Look below for the line containing "Two rules. Place a point on every instance of the dark", then write out that line and every line after it to the end, exactly, minus the pictures.

**Data to process**
-----

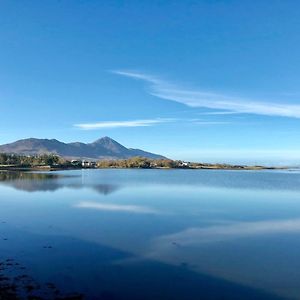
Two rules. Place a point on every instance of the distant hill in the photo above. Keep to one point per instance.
(104, 148)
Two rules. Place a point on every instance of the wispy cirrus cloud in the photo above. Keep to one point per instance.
(212, 100)
(118, 124)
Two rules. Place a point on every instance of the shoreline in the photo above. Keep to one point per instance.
(204, 167)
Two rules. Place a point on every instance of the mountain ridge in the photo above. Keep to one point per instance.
(103, 148)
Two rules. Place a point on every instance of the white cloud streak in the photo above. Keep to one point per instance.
(119, 124)
(212, 100)
(116, 207)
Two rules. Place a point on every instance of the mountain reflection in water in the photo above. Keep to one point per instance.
(44, 182)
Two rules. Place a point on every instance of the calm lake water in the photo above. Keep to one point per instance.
(150, 234)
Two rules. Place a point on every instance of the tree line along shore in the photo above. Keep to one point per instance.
(54, 162)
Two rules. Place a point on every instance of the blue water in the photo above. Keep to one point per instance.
(151, 234)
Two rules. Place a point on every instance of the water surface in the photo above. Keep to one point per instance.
(151, 234)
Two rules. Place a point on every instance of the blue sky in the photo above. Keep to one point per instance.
(213, 81)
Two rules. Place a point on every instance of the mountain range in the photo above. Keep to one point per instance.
(103, 148)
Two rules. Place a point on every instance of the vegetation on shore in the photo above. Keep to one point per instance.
(53, 162)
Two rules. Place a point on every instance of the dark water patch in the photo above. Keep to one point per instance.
(99, 272)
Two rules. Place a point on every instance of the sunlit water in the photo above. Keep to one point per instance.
(153, 234)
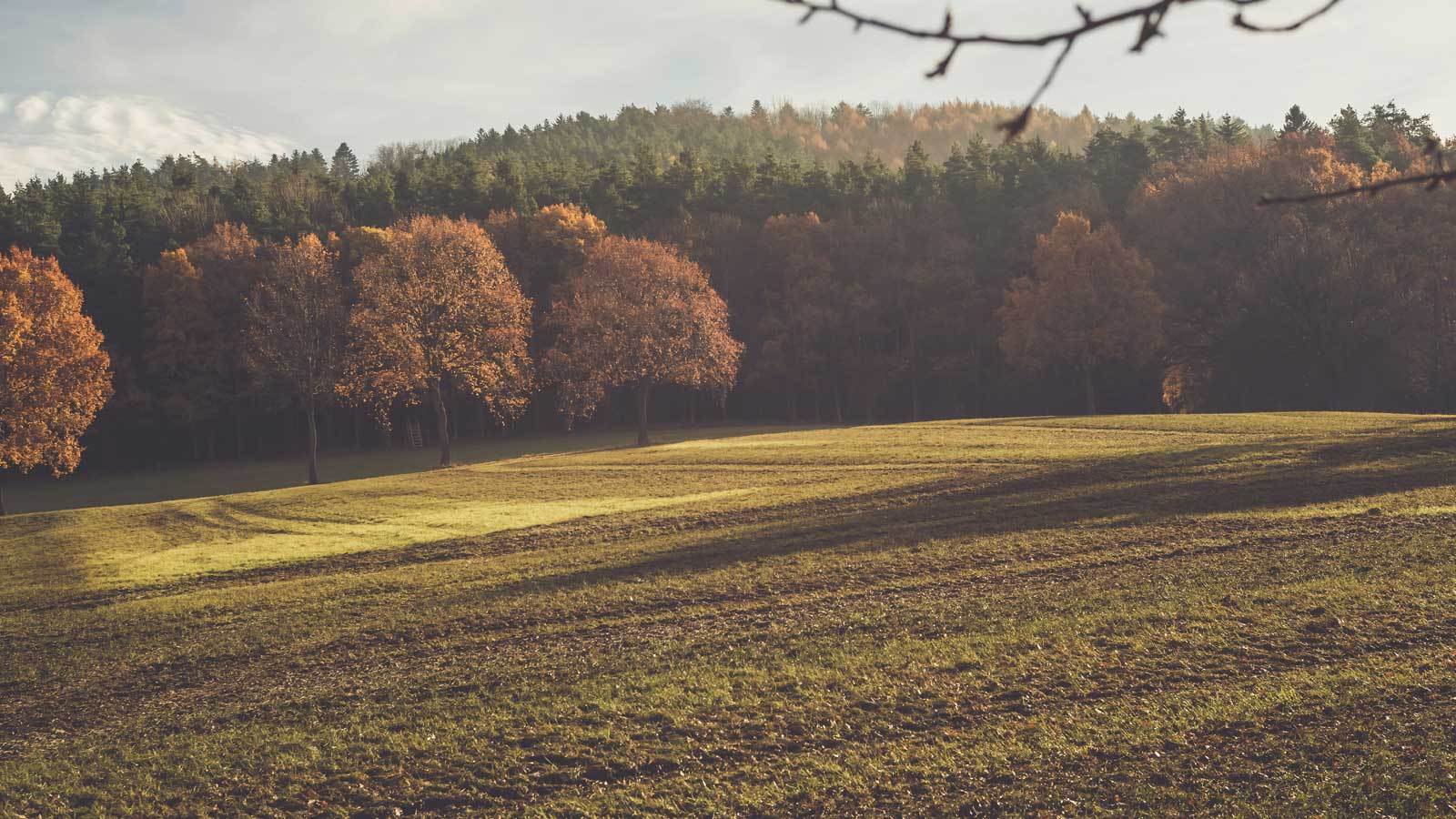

-----

**Exercise response**
Two rules. Place a point on every instance of the dark water patch in the photo above. Keep to one point per instance.
(99, 272)
Two rules. Place a point on every instance of the sunlit water in the photo above. Keep to one point per instance.
(153, 234)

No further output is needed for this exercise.